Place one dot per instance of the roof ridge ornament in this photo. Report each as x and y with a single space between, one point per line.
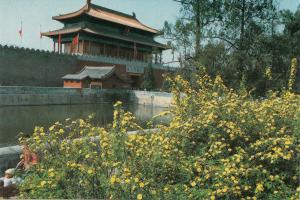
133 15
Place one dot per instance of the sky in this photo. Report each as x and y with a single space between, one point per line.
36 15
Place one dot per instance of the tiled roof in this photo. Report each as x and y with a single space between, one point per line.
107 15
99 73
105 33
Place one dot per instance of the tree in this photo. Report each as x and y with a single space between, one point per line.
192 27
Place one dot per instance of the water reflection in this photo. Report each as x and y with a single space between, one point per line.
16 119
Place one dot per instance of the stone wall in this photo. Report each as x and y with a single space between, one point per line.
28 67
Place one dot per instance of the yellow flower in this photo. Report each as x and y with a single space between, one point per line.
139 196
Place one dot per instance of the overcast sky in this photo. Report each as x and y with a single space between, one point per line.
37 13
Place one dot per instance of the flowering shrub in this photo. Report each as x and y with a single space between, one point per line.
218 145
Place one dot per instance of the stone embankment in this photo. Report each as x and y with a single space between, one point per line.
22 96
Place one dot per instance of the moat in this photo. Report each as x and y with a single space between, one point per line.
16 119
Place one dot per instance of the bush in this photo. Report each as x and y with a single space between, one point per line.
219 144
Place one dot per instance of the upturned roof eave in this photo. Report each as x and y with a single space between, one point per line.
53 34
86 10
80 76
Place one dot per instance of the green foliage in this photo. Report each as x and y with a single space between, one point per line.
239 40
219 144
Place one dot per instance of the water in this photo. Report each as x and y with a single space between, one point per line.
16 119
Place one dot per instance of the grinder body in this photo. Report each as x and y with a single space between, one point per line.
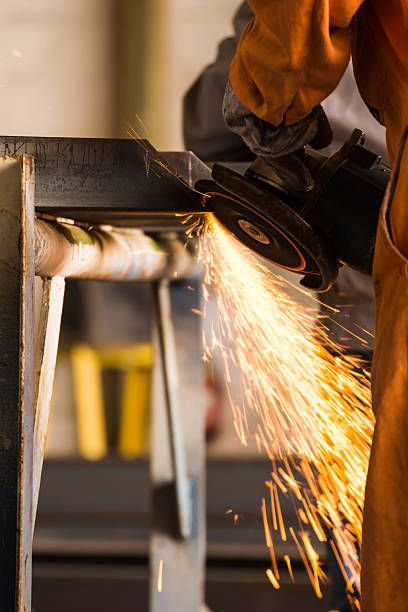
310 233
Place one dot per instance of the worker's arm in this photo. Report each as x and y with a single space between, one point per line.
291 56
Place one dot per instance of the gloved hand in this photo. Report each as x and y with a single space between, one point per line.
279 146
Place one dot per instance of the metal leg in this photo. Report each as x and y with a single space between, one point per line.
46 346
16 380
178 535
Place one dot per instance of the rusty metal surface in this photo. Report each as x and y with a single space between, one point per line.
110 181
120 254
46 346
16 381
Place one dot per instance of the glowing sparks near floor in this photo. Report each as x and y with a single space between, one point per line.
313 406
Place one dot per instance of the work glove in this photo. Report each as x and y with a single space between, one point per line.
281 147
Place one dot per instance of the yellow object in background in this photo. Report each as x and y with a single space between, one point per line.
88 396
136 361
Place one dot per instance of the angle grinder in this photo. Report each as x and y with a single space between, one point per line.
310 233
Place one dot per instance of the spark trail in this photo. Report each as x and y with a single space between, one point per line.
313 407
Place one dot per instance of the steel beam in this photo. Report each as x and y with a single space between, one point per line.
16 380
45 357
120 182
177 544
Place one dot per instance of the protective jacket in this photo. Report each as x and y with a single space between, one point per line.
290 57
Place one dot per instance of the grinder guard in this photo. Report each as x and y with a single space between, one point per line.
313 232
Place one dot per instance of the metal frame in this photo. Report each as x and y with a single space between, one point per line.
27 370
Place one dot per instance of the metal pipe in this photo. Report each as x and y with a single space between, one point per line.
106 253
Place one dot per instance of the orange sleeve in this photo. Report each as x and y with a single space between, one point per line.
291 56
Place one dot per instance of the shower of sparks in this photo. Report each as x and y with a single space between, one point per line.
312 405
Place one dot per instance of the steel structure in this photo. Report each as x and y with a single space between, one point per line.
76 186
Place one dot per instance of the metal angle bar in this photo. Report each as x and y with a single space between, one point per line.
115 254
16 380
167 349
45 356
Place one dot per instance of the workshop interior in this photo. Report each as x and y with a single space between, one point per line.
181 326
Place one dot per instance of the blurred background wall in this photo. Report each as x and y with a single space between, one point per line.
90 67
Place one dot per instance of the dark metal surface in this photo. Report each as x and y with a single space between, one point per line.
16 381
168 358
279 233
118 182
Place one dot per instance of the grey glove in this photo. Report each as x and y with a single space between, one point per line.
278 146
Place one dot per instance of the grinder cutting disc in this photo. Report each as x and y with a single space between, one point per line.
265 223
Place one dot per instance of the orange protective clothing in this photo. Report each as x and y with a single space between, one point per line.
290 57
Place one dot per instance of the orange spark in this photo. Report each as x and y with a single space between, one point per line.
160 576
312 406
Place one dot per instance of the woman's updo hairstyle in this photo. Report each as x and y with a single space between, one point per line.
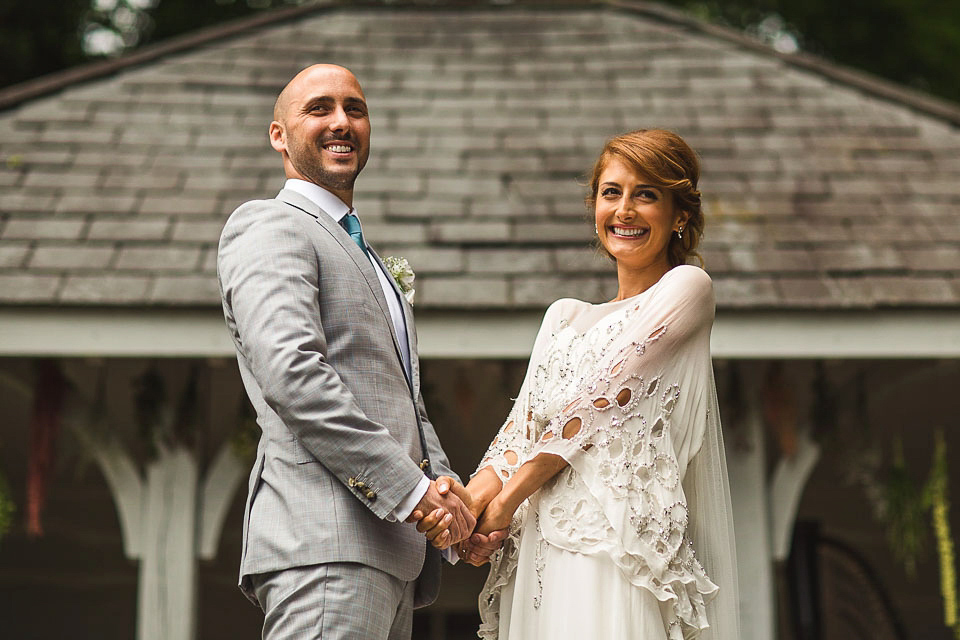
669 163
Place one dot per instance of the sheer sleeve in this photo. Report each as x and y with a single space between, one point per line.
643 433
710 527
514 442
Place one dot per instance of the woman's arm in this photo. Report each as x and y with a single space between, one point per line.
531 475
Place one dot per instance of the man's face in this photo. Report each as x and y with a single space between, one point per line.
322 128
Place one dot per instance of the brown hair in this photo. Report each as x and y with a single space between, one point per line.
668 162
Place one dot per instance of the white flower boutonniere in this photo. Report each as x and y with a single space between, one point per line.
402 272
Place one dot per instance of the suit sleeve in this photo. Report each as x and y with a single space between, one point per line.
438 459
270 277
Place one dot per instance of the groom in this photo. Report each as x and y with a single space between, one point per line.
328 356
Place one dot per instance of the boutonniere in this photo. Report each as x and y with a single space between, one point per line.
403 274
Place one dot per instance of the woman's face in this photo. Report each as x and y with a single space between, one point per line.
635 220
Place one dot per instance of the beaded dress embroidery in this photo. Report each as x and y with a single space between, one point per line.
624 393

********************

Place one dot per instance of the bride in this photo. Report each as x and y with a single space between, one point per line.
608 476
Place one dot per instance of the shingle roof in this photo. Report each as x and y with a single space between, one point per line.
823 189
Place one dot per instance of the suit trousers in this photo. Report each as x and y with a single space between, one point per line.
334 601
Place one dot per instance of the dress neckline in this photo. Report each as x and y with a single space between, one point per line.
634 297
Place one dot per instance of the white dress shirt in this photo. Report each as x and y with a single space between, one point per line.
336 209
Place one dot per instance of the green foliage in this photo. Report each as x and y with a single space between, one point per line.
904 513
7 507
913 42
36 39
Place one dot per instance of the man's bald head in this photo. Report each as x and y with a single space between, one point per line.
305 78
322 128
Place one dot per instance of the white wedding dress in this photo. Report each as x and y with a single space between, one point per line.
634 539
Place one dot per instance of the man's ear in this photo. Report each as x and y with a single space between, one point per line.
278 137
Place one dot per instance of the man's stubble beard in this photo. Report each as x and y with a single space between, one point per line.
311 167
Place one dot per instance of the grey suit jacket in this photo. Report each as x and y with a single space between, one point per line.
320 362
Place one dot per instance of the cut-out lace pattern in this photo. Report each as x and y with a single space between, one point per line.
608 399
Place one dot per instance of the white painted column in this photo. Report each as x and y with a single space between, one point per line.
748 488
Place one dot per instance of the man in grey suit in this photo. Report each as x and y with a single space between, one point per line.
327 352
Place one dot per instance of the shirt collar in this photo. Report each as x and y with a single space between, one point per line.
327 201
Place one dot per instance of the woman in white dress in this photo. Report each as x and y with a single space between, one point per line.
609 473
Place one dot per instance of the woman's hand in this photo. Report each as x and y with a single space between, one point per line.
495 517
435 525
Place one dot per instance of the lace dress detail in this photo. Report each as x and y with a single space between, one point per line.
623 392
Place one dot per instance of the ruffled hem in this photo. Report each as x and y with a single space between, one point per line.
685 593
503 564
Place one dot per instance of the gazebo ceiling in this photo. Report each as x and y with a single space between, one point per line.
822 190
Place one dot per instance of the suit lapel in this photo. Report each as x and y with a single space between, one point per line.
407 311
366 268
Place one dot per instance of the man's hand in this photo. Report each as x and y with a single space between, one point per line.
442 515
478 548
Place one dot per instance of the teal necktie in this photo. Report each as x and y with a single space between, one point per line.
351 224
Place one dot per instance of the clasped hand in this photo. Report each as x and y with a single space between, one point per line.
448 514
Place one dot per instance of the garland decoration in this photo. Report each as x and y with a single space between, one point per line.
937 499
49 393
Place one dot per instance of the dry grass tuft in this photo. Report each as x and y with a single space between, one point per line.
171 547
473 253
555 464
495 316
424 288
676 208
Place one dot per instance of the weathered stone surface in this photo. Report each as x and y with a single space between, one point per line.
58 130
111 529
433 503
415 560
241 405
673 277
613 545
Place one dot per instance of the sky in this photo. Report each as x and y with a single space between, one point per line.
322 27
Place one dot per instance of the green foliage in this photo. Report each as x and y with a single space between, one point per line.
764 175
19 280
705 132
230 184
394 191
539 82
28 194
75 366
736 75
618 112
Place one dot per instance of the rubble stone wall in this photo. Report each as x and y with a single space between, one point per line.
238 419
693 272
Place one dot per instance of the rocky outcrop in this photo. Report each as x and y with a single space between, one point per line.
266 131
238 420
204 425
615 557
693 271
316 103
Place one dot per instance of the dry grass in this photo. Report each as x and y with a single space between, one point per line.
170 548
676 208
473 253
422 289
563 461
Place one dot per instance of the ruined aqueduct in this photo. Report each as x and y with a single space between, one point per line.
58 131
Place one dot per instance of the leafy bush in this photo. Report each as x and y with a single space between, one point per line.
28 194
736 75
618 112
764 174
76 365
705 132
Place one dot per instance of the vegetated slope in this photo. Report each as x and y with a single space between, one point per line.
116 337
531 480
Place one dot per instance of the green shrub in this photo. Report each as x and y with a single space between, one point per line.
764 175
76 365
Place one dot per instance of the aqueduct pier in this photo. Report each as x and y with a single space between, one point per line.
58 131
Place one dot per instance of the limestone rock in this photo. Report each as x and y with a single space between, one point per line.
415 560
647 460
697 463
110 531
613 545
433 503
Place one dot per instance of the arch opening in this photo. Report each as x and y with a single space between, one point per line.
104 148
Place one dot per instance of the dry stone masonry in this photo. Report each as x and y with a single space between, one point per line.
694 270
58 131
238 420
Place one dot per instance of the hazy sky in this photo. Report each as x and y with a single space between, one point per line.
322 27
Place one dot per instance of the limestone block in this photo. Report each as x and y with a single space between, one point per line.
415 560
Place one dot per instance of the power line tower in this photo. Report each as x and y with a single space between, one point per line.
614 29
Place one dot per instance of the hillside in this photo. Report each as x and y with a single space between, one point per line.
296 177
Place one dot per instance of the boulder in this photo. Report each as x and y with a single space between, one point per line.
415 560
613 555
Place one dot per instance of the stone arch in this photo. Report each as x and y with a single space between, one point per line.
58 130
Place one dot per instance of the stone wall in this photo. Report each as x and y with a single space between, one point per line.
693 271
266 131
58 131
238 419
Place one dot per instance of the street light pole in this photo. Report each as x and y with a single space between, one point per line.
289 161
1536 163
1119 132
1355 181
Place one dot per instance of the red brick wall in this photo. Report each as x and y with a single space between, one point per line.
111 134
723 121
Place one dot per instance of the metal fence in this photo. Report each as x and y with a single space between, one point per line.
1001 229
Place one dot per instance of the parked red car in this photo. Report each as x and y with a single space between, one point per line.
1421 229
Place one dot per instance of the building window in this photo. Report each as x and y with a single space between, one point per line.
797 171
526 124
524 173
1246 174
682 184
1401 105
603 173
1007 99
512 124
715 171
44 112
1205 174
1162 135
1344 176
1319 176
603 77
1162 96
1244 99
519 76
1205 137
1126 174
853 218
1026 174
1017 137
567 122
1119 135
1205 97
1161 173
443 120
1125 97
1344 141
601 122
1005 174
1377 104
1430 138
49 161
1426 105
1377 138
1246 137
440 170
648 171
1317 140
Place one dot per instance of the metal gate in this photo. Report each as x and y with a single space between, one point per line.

********************

#### Exercise directions:
Which lines in the two blocks of entries above contain the word "protective"? Pick out each one and copy it in full.

#### The completed task:
Place one dot per instance of the protective jacket in this photo. Report each as x and y with a single space between, one point per line.
Place one dot per instance of the orange protective clothing in this photo. Report each as x and y with a single space between, one point per line.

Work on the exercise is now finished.